_WORK INSTRUCTIONS_
A. On the portfolio page, what is the Singapore Resale HDB Analytics dashboard meant to help people understand?
B. Repeat the portfolio page word for word, from "Dashboard to understand" to "any input text.".

_SOURCE_
>>

Chee Yee Lim

Data Scientist in Singapore

"The most important and difficult aspects of data science are often not on the machine learning techniques, but on defining clear business problems and engaging stakeholders throughout the process."

Full stack data scientist with a focus on solving actual business problems using the most effective machine learning techniques.

Experienced in the full data product lifecycle from data collection, through processing and analysis, to production deployment and communication of results to clients.


Portfolio

A selection of dashboards built using Python Dash and public data, with a sprinkle of machine learning.

Singapore Resale HDB Analytics

Dashboard to understand the pricing history of HDB resale flats.

Open Dashboard
NLP-powered Text Analyser

Tool to analyse and extract information from any input text.

Open Tool
Optimisation Visualiser

Dashboard to visualise algorithms searching on optimisation surface.

Open Dashboard

Articles

A selection of articles on everything data science that are written/compiled by me.

<<

_Excerpts from point annotation data_

>>

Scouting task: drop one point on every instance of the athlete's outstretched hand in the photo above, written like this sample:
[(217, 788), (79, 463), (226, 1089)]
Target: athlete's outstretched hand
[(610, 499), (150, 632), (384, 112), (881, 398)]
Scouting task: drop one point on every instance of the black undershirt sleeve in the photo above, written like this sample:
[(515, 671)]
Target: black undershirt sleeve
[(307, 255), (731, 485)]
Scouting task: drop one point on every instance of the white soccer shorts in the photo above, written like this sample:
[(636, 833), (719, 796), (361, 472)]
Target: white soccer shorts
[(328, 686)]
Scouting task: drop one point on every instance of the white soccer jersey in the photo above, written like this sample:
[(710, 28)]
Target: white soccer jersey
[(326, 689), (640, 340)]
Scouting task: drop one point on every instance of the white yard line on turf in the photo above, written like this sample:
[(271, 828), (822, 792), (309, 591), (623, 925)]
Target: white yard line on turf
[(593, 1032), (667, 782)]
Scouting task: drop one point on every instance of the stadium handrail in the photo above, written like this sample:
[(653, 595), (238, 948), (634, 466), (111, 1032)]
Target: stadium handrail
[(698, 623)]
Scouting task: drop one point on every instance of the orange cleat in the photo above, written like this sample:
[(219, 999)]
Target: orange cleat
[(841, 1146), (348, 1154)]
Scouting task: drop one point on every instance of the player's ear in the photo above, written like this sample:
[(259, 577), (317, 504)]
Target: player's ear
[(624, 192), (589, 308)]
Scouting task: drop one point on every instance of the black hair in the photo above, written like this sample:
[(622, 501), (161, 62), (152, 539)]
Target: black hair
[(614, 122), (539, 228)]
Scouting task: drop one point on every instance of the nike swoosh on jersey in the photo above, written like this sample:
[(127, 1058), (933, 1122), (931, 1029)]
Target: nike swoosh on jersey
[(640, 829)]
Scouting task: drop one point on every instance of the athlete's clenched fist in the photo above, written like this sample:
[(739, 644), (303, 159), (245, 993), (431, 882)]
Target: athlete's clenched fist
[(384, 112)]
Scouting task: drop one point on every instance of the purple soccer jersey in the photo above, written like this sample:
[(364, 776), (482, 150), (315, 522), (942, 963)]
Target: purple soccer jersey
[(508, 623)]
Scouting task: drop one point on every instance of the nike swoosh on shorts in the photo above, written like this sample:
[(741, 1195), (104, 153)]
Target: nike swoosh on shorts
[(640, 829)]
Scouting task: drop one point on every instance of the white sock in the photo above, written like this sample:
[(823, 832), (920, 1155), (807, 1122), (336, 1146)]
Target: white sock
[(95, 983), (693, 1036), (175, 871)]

<<

_EXPECTED RESPONSES_
A. The pricing history of HDB resale flats.

B.
Dashboard to understand the pricing history of HDB resale flats.

Open Dashboard
NLP-powered Text Analyser

Tool to analyse and extract information from any input text.